WHAT YOU NEED TO DO:
Update the material below by changing every "locate" to "mark", and leave everything else as it stands.

INPUT RECORDS:

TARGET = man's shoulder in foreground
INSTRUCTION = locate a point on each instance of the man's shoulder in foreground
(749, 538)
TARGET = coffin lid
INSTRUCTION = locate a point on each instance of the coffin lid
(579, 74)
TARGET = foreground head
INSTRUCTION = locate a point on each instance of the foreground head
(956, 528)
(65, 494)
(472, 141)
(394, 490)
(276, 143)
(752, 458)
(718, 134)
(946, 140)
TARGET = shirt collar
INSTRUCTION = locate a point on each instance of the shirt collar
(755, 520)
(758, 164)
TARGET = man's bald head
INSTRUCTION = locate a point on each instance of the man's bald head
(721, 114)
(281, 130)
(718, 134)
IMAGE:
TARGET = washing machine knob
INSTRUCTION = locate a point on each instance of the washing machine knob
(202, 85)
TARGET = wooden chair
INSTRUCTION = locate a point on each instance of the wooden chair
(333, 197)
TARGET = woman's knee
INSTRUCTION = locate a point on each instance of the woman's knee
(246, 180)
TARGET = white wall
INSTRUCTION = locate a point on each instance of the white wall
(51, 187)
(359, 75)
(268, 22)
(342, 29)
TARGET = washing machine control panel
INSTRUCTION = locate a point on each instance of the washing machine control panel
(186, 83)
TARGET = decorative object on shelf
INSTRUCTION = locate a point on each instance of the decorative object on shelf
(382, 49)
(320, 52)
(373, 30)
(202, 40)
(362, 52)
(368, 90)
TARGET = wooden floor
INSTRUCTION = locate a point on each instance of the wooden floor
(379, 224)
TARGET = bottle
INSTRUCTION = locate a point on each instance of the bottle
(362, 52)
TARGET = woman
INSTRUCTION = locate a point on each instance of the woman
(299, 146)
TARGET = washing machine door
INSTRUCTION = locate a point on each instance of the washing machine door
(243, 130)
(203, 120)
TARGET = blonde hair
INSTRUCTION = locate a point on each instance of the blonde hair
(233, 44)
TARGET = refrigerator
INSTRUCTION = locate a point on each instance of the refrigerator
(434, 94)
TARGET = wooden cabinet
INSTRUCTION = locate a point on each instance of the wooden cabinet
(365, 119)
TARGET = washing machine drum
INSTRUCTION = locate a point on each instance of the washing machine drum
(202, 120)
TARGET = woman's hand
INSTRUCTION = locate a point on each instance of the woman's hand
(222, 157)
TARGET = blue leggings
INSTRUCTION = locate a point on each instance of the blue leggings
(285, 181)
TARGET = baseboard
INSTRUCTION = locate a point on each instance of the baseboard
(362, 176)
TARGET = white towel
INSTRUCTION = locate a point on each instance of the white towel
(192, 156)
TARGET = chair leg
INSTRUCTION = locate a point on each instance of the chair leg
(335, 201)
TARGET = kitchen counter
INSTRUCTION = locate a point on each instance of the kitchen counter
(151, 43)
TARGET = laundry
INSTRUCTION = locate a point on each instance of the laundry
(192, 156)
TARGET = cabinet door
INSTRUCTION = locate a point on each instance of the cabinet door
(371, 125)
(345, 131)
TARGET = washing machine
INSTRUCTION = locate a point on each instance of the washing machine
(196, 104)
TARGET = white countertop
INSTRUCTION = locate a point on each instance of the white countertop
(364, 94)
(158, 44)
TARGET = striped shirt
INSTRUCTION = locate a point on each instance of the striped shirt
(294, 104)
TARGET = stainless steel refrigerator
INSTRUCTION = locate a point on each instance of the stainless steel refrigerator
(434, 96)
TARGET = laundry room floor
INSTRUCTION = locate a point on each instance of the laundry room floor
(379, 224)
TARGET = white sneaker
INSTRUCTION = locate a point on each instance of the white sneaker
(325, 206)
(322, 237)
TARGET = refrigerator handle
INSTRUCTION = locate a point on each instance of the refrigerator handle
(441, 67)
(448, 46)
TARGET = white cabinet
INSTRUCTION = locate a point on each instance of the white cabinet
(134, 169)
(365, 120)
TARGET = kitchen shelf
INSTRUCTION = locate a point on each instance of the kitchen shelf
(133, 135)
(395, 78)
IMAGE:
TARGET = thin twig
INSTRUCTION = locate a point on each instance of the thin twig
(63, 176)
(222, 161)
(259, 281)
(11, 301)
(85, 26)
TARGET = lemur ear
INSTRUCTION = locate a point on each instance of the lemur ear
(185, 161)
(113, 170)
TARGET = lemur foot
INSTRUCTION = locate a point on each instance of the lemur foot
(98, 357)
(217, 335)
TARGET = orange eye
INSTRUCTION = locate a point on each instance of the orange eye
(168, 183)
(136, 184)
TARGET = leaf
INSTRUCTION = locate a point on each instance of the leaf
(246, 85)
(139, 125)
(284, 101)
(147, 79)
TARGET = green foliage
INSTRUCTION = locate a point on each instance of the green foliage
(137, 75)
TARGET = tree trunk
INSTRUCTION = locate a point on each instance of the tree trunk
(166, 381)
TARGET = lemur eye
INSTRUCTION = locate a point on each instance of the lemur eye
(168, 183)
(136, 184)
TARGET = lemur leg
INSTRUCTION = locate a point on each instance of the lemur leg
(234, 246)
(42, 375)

SOLUTION FOR THIS EXERCISE:
TARGET = man's shoulder in foreground
INSTRUCTION = mark a point on each instance of the man's shoulder in foreground
(749, 538)
TARGET = coffin lid
INSTRUCTION = mark a point on each instance of the coffin lid
(579, 74)
TARGET = foreground head
INSTRUCTION = mark a point on each instance of the foreground head
(956, 528)
(65, 494)
(472, 141)
(394, 490)
(276, 143)
(752, 458)
(718, 134)
(946, 140)
TARGET = shirt collar
INSTRUCTION = mark a point on each instance of the shirt collar
(755, 520)
(758, 164)
TARGET = man's bald head
INSTRUCTION = mark a point on each instance of the man's bald head
(721, 114)
(281, 130)
(718, 134)
IMAGE:
TARGET = washing machine knob
INSTRUCTION = mark a point on each instance of the washing machine knob
(202, 85)
TARGET = wooden chair
INSTRUCTION = mark a point on each instance of the wooden chair
(333, 197)
TARGET = woman's knee
INSTRUCTION = mark a point on each instance of the woman's knee
(246, 180)
TARGET = white wall
INSTRUCTION = mark a point on each instance of the white wall
(51, 187)
(359, 75)
(268, 22)
(342, 29)
TARGET = washing machine control panel
INSTRUCTION = mark a point on each instance of the washing machine control panel
(186, 83)
TARGET = decorative object on shelf
INSTRUCTION = mark a point on each instance of the decorative object on shelf
(382, 49)
(320, 52)
(373, 30)
(202, 40)
(362, 52)
(368, 90)
TARGET = wooden floor
INSTRUCTION = mark a point on each instance of the wooden floor
(379, 224)
TARGET = bottle
INSTRUCTION = mark a point on each instance of the bottle
(362, 52)
TARGET = woman
INSTRUCTION = mark a point on each instance of the woman
(299, 146)
TARGET = washing machine door
INSTRUCTION = mark a point on each instance of the washing machine door
(243, 130)
(203, 120)
TARGET = blonde hair
INSTRUCTION = mark a point on each instance of the blonde hair
(233, 44)
TARGET = refrigerator
INSTRUCTION = mark a point on each instance of the refrigerator
(434, 94)
TARGET = wooden cabinet
INSTRUCTION = mark a point on each instance of the wooden cabinet
(365, 119)
TARGET = washing machine drum
INSTRUCTION = mark a point on each instance of the washing machine drum
(202, 120)
TARGET = woman's hand
INSTRUCTION = mark a point on each instance of the woman's hand
(222, 157)
TARGET = blue leggings
INSTRUCTION = mark a point on each instance of the blue leggings
(285, 181)
TARGET = baseboard
INSTRUCTION = mark a point on each instance of the baseboard
(362, 176)
TARGET = white towel
INSTRUCTION = mark a point on each instance of the white towel
(192, 156)
TARGET = chair leg
INSTRUCTION = mark a point on each instance of the chair leg
(335, 201)
TARGET = kitchen counter
INSTRUCTION = mark a point on each instance of the kitchen counter
(151, 43)
TARGET = laundry
INSTRUCTION = mark a point on each instance of the laundry
(192, 156)
TARGET = cabinet door
INSTRUCTION = mark a point on each instance of the cabinet door
(371, 125)
(345, 131)
TARGET = washing machine
INSTRUCTION = mark a point on each instance of the washing machine
(196, 104)
TARGET = white countertop
INSTRUCTION = mark a point on each instance of the white countertop
(364, 94)
(158, 44)
TARGET = striped shirt
INSTRUCTION = mark a point on each instance of the striped shirt
(294, 104)
TARGET = stainless steel refrigerator
INSTRUCTION = mark a point on each instance of the stainless steel refrigerator
(434, 96)
TARGET = laundry room floor
INSTRUCTION = mark a point on each instance of the laundry room floor
(379, 224)
TARGET = white sneaker
INSTRUCTION = mark a point on each instance of the white sneaker
(325, 206)
(322, 237)
TARGET = refrigerator handle
INSTRUCTION = mark a point on each instance of the refrigerator handle
(441, 67)
(448, 46)
TARGET = white cabinet
INSTRUCTION = mark a point on each instance of the white cabinet
(134, 169)
(365, 120)
TARGET = kitchen shelf
INSTRUCTION = mark a point on each instance of the kitchen shelf
(133, 135)
(395, 78)
IMAGE:
TARGET = thin twig
INSTRUCTION = mark a point on each instance of the thin twig
(63, 176)
(222, 161)
(259, 281)
(11, 301)
(85, 26)
TARGET = lemur ear
INSTRUCTION = mark a point on each instance of the lemur ear
(185, 161)
(113, 170)
TARGET = lemur foot
INSTRUCTION = mark a point on each instance of the lemur foot
(98, 357)
(217, 335)
TARGET = orange eye
INSTRUCTION = mark a point on each instance of the orange eye
(168, 183)
(136, 184)
TARGET = leaf
INSTRUCTION = mark a point on each instance of the leaf
(246, 85)
(139, 125)
(284, 101)
(147, 79)
TARGET = green foliage
INSTRUCTION = mark a point on each instance of the green foliage
(137, 75)
TARGET = tree trunk
INSTRUCTION = mark a point on each instance of the tree trunk
(166, 381)
TARGET = lemur eye
INSTRUCTION = mark a point on each instance of the lemur eye
(168, 183)
(136, 184)
TARGET = lemur leg
INSTRUCTION = mark a point on each instance of the lemur leg
(234, 246)
(42, 375)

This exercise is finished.